■ Required work: Please quote exactly the opening lines of the data, from the first line to the one where "target=stone column" appears.

** Opening Source material block **

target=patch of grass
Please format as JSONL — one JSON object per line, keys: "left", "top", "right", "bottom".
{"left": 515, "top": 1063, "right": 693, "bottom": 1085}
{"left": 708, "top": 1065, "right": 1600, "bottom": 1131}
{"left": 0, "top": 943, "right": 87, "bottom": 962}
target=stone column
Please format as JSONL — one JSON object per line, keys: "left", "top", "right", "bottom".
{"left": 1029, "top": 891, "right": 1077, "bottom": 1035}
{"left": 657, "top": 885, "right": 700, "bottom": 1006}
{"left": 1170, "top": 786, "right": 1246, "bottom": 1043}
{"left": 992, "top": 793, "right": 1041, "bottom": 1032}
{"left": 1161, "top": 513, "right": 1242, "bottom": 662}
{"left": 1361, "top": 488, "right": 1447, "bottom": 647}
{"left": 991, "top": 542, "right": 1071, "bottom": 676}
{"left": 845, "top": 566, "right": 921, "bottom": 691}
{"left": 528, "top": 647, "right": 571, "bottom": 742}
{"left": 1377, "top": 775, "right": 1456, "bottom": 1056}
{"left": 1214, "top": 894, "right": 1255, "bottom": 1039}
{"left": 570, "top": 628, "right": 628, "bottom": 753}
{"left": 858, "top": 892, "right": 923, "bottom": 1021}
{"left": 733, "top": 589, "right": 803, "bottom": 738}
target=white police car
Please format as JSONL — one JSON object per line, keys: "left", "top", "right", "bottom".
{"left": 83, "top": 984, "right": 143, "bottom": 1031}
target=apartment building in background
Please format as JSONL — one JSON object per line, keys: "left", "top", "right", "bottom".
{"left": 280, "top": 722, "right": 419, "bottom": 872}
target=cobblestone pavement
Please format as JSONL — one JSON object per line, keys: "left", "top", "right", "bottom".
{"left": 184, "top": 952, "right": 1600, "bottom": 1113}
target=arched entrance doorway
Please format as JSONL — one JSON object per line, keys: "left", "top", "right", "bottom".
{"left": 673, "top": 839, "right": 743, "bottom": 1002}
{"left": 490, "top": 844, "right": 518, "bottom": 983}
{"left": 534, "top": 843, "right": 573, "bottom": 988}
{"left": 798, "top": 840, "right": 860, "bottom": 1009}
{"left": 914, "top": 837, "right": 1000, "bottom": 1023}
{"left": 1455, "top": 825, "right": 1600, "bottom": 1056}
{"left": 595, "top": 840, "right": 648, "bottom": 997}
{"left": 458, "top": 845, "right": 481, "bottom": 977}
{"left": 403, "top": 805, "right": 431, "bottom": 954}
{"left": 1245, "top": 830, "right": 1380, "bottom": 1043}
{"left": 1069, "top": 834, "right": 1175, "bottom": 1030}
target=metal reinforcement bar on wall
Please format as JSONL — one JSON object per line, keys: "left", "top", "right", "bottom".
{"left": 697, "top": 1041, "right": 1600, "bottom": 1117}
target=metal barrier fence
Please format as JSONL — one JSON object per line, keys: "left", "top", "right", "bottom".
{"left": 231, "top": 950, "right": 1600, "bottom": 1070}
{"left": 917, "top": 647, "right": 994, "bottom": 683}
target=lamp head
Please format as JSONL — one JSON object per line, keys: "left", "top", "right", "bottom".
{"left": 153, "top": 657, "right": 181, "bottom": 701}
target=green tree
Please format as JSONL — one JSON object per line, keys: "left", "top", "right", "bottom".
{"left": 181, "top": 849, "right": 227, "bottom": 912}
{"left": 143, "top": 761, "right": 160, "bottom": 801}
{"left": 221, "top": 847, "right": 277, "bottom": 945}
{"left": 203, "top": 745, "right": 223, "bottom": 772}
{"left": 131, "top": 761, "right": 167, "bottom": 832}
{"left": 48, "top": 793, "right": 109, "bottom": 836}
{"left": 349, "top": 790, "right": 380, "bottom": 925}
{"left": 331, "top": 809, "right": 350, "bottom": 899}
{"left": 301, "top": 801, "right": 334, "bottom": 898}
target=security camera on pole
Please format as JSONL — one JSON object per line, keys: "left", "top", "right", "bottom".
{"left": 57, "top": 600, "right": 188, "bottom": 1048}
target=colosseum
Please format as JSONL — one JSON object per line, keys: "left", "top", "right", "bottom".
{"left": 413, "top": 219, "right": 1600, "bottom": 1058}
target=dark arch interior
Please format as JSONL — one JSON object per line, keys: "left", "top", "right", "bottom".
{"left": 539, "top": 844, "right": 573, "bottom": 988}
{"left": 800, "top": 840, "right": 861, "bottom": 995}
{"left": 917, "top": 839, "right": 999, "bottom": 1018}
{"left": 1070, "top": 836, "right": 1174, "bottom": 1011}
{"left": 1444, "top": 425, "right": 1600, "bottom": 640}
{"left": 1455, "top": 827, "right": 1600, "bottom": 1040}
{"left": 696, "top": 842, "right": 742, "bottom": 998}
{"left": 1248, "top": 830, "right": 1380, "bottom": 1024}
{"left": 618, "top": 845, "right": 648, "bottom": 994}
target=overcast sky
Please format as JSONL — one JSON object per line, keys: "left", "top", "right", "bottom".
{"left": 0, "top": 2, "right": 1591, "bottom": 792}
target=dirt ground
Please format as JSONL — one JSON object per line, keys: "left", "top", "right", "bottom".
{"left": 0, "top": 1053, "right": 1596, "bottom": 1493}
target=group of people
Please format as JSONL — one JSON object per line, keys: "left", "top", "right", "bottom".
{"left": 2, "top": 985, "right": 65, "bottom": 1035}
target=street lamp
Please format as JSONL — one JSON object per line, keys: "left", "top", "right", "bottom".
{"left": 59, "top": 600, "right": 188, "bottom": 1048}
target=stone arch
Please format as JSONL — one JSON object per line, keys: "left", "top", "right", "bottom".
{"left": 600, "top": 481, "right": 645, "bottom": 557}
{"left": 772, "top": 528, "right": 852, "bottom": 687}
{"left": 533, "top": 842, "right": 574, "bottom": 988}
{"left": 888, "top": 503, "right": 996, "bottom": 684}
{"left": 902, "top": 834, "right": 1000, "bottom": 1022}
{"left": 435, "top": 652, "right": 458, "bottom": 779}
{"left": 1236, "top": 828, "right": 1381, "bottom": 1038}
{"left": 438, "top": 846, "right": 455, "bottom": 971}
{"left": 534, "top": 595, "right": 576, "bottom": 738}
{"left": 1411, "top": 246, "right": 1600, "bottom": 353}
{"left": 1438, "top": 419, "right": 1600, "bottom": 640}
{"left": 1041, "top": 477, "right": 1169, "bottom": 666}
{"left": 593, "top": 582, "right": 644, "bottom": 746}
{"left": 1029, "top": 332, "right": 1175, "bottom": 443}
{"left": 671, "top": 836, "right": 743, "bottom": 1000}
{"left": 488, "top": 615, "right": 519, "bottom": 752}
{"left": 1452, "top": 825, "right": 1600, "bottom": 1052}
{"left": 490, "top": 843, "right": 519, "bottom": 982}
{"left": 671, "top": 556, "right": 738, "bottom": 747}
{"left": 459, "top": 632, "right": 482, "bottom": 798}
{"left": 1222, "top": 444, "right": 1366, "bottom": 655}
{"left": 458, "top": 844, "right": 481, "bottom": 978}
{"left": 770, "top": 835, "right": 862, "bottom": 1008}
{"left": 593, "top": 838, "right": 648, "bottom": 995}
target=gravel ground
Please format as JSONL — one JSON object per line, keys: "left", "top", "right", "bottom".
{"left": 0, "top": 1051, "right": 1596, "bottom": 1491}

** Closing Source material block **

■ Solution:
target=patch of grass
Please format as JSONL — one JSON object per line, keys: "left", "top", "right", "bottom".
{"left": 515, "top": 1063, "right": 693, "bottom": 1085}
{"left": 708, "top": 1065, "right": 1600, "bottom": 1131}
{"left": 0, "top": 943, "right": 87, "bottom": 962}
target=stone column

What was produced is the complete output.